Begin at the line that has "Locate white t-shirt" and stop after the line that has "424, 148, 599, 322". Write only those lines again, requests included, with each box coordinate in the answers multiplied by 1.65 and rounded to a whole number (halves round up), and leave the numbers in the requests and their format sample unchanged.

- - - - - - -

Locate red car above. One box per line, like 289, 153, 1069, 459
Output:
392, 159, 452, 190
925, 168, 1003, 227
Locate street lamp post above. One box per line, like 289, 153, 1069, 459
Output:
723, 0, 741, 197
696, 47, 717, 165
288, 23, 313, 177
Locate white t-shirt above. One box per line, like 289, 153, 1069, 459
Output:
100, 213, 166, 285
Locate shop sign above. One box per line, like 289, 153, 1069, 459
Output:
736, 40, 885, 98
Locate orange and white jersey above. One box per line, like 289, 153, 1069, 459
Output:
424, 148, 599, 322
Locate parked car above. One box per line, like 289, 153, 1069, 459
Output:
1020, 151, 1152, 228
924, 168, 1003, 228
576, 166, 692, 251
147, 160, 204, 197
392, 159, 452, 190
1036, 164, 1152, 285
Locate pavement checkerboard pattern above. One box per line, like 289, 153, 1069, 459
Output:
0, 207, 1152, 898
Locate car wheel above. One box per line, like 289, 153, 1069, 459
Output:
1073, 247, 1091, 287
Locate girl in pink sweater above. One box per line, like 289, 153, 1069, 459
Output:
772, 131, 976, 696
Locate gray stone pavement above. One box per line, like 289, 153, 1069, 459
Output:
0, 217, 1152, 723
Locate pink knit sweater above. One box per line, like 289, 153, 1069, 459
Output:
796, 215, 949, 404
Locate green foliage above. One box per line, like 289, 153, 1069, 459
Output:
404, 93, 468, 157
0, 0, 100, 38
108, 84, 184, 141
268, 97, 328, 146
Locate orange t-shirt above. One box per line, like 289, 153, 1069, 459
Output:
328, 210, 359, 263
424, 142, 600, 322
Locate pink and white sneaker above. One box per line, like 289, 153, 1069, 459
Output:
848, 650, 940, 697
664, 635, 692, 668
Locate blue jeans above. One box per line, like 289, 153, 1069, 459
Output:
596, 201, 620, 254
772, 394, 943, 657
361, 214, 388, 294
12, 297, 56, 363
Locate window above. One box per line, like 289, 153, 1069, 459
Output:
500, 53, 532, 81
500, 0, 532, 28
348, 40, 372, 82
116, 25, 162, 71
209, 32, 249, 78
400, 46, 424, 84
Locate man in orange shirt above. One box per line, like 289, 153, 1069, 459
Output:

- - - - - - -

_The result:_
Locate white t-shirt above. One box per line, like 289, 153, 1069, 459
Output:
165, 351, 274, 470
Locate shop sign above. One box per line, like 289, 153, 1069, 459
Output:
1214, 66, 1460, 162
Locate orange and white jersey above. One box per line, like 289, 153, 1069, 459
Output:
700, 244, 988, 531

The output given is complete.